Put the entries below into a two-column CSV with the header columns request and points, writing one row per entry. Place each entry's text in the request field and its answer in the points field, enclose every field in double quotes, and replace any line breaks within a field with spaces.

Supplied information:
=-=-=

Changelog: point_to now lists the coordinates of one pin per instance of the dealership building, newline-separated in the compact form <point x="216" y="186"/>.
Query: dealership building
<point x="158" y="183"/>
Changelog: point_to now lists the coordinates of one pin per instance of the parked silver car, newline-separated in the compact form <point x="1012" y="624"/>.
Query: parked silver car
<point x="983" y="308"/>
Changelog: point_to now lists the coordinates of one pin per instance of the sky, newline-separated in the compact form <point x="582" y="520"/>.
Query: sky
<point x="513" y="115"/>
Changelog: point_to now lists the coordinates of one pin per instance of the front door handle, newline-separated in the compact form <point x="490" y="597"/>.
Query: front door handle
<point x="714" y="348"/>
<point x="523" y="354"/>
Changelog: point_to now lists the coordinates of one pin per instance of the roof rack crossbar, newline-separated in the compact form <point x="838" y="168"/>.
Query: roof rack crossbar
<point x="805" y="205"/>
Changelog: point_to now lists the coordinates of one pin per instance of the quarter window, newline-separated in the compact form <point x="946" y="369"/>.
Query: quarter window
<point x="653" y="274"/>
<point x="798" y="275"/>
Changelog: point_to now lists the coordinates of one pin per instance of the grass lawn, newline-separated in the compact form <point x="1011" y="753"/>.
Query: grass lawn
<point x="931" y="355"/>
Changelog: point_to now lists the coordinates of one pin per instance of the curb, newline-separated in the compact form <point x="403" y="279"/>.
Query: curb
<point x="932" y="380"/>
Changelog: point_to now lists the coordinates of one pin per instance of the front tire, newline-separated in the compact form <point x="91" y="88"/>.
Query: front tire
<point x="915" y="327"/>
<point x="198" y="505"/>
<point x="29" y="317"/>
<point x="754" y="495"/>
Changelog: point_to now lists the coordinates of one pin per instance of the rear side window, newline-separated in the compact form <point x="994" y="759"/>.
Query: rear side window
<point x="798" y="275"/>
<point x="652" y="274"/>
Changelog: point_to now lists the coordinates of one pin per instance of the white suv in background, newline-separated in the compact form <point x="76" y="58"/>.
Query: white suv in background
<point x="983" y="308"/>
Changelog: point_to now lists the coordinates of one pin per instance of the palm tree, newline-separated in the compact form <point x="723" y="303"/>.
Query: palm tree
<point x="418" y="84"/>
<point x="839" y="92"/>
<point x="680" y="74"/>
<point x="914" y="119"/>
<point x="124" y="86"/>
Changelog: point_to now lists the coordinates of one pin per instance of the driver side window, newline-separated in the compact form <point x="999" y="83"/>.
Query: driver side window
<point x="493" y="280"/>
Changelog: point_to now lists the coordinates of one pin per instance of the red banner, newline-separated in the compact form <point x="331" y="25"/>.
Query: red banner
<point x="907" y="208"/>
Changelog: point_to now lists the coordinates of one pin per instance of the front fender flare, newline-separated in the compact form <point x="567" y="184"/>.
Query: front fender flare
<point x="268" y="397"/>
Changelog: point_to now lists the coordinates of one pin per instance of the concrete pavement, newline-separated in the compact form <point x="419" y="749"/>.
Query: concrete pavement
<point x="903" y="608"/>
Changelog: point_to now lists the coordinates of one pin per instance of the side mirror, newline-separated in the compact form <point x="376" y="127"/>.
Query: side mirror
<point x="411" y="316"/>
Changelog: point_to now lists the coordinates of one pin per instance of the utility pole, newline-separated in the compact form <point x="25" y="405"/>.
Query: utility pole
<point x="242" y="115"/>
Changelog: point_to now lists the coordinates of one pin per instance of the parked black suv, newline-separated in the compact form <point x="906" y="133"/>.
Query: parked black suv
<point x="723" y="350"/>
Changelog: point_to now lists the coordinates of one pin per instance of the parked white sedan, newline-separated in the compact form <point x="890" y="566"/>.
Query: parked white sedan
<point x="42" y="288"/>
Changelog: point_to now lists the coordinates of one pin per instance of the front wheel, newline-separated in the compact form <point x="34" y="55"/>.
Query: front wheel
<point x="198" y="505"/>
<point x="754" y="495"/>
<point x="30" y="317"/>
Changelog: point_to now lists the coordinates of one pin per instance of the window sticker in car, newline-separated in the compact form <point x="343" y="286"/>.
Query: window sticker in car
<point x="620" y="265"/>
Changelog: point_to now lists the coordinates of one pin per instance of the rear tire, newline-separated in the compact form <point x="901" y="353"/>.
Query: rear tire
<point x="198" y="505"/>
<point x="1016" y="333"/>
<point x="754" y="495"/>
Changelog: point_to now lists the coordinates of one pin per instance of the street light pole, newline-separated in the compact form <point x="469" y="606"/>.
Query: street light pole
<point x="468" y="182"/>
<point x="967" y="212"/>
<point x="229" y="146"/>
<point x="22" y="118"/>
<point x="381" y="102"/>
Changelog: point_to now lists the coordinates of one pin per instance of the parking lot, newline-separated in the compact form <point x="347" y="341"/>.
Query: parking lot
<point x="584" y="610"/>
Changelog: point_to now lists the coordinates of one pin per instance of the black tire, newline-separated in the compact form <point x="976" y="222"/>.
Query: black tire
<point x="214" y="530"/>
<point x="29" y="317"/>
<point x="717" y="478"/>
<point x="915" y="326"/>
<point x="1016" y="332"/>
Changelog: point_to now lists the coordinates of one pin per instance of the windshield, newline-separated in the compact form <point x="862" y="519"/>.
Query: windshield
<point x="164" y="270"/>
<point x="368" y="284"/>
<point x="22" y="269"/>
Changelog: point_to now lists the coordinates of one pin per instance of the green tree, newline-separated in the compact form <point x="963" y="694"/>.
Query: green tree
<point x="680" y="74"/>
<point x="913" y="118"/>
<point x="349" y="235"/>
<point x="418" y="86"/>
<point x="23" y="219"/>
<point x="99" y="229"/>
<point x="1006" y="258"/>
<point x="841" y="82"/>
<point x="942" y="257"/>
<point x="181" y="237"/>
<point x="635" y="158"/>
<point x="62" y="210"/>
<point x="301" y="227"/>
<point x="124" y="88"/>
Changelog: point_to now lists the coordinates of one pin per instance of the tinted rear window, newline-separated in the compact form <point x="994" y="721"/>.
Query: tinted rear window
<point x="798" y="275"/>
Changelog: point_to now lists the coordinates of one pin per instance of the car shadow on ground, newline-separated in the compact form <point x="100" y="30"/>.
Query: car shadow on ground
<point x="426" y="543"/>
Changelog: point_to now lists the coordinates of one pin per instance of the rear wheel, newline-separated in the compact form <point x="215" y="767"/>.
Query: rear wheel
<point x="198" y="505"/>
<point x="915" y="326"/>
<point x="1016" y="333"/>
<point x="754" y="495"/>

=-=-=

Answer for the task:
request,points
"Changelog: point_to now lists the coordinates of one pin per instance of the dealership building, newline-separated in the compact form <point x=""216"" y=""186""/>. Query: dealership building","<point x=""158"" y=""183""/>"
"Changelog: point_to now lists the coordinates of one pin per instance of the parked silver car, newline-separated in the compact form <point x=""1012"" y=""624""/>. Query: parked silver car","<point x=""983"" y=""308""/>"
"Changelog: point_to now lists the coordinates of one pin per instance of the sky, newline-separated in the compact form <point x=""582"" y=""520""/>. Query: sky","<point x=""513"" y=""115""/>"
"Changelog: point_to now lists the coordinates of one pin per instance of the front door handle, newline-separated in the compact form <point x=""490"" y=""597""/>. Query: front door handle","<point x=""714"" y=""348""/> <point x=""523"" y=""354""/>"
"Changelog: point_to now lists the coordinates of one pin per instance of the roof rack crossbar, newline-separated in the compact form <point x=""838"" y=""168""/>. Query: roof rack crossbar","<point x=""805"" y=""205""/>"
"Changelog: point_to now lists the coordinates of one pin per instance of the quarter window, newline-separated in the compact form <point x=""946"" y=""369""/>. Query: quarter window","<point x=""653"" y=""274""/> <point x=""798"" y=""275""/>"
"Changelog: point_to now lists the coordinates of one pin per instance of the grass lawn, newline-separated in the compact form <point x=""1011"" y=""753""/>. Query: grass lawn","<point x=""931"" y=""355""/>"
"Changelog: point_to now lists the coordinates of one pin per instance of the curb, newline-separated in the compact form <point x=""403"" y=""279""/>. Query: curb","<point x=""932"" y=""380""/>"
"Changelog: point_to now lists the coordinates of one pin per instance of the front tire, newline-separated in the compact form <point x=""91"" y=""88""/>. Query: front tire","<point x=""915"" y=""327""/> <point x=""198"" y=""505""/> <point x=""29"" y=""317""/> <point x=""754"" y=""495""/>"
"Changelog: point_to now lists the coordinates of one pin per instance of the rear side window, newline-separated in the compact form <point x=""994"" y=""759""/>. Query: rear side window","<point x=""798"" y=""275""/> <point x=""652"" y=""274""/>"
"Changelog: point_to now lists the coordinates of one pin per instance of the white suv in background, newline-separated in the compact form <point x=""76"" y=""58""/>. Query: white suv in background","<point x=""983"" y=""308""/>"
"Changelog: point_to now lists the coordinates of one pin per instance of the palm tree, newline-separated in the compact form <point x=""723"" y=""303""/>. Query: palm tree","<point x=""418"" y=""84""/> <point x=""839"" y=""92""/> <point x=""680"" y=""74""/> <point x=""914"" y=""119""/> <point x=""124"" y=""86""/>"
"Changelog: point_to now lists the coordinates of one pin per instance of the driver side window, newline-separated in the compact form <point x=""999"" y=""83""/>. Query: driver side window","<point x=""493"" y=""280""/>"
"Changelog: point_to now lists the coordinates of one pin per instance of the red banner, newline-separated in the compact form <point x=""331"" y=""25""/>. Query: red banner","<point x=""907"" y=""208""/>"
"Changelog: point_to now lists the coordinates of one pin per instance of the front fender flare, newline-separated in the compact form <point x=""567"" y=""184""/>. Query: front fender flare","<point x=""268"" y=""397""/>"
"Changelog: point_to now lists the coordinates of one pin per instance of the concrete pavement, newline-separated in the compact form <point x=""419"" y=""749""/>. Query: concrete pavement","<point x=""903"" y=""608""/>"
"Changelog: point_to now lists the coordinates of one pin per instance of the side mirror, newline-separated in the compact form <point x=""376"" y=""127""/>. Query: side mirror","<point x=""411"" y=""316""/>"
"Changelog: point_to now lists the coordinates of one pin per instance of the utility pole, newline-separated in the compact form <point x=""25"" y=""405""/>. Query: utility pole","<point x=""242"" y=""115""/>"
"Changelog: point_to now lists the coordinates of one pin per instance of the parked black suv, newline-separated in the compact form <point x=""906"" y=""133""/>. Query: parked black suv","<point x=""723"" y=""350""/>"
"Changelog: point_to now lists the coordinates of one pin per instance of the parked white sedan, newline-separated in the compact form <point x=""890"" y=""566""/>. Query: parked white sedan","<point x=""42"" y=""288""/>"
"Changelog: point_to now lists the coordinates of one pin per instance of the front wheel, newline-separated in the compact form <point x=""34"" y=""55""/>. Query: front wheel","<point x=""198"" y=""505""/> <point x=""754"" y=""495""/> <point x=""30"" y=""317""/>"
"Changelog: point_to now lists the coordinates of one pin per instance of the window sticker in car, newline-separated in the compact form <point x=""343"" y=""286""/>. Query: window sticker in car","<point x=""620"" y=""265""/>"
"Changelog: point_to now lists the coordinates of one pin per instance of the rear tire, newline-separated in the compact form <point x=""901"" y=""353""/>. Query: rear tire","<point x=""198"" y=""505""/> <point x=""1016"" y=""333""/> <point x=""754"" y=""495""/>"
"Changelog: point_to now lists the coordinates of one pin per instance of the street light pole, newline-separated in the compact form <point x=""469"" y=""606""/>. Query: street light pole","<point x=""468"" y=""182""/> <point x=""967"" y=""212""/> <point x=""229"" y=""146""/> <point x=""22"" y=""118""/> <point x=""381"" y=""102""/>"
"Changelog: point_to now lists the coordinates of one pin per instance of the parking lot, newline-separated in the compact form <point x=""347"" y=""341""/>. Query: parking lot","<point x=""584"" y=""610""/>"
"Changelog: point_to now lists the coordinates of one pin per instance of the black tire, newline-separated in the compact form <point x=""976"" y=""222""/>. Query: black tire","<point x=""214"" y=""530""/> <point x=""29"" y=""317""/> <point x=""717"" y=""478""/> <point x=""915"" y=""326""/> <point x=""1016"" y=""332""/>"
"Changelog: point_to now lists the coordinates of one pin per instance of the windshield, newline-separated in the compact form <point x=""862"" y=""519""/>. Query: windshield","<point x=""164"" y=""270""/> <point x=""368"" y=""284""/> <point x=""22"" y=""269""/>"
"Changelog: point_to now lists the coordinates of one pin per instance of the green tree, newline-separated in the compact form <point x=""963"" y=""694""/>. Query: green tree","<point x=""680"" y=""74""/> <point x=""913"" y=""118""/> <point x=""349"" y=""235""/> <point x=""418"" y=""86""/> <point x=""23"" y=""219""/> <point x=""99"" y=""229""/> <point x=""1006"" y=""258""/> <point x=""841"" y=""82""/> <point x=""942"" y=""257""/> <point x=""181"" y=""237""/> <point x=""635"" y=""158""/> <point x=""62"" y=""210""/> <point x=""301"" y=""227""/> <point x=""124"" y=""88""/>"
"Changelog: point_to now lists the coordinates of one pin per instance of the tinted rear window, newline-separated in the compact form <point x=""994"" y=""721""/>. Query: tinted rear window","<point x=""798"" y=""275""/>"
"Changelog: point_to now lists the coordinates of one pin per instance of the car shadow on ground, newline-separated in the compact form <point x=""100"" y=""30""/>. Query: car shadow on ground","<point x=""426"" y=""543""/>"
"Changelog: point_to now lists the coordinates of one pin per instance of the rear wheel, newline-separated in the compact form <point x=""215"" y=""767""/>. Query: rear wheel","<point x=""198"" y=""505""/> <point x=""915"" y=""326""/> <point x=""1016"" y=""333""/> <point x=""754"" y=""495""/>"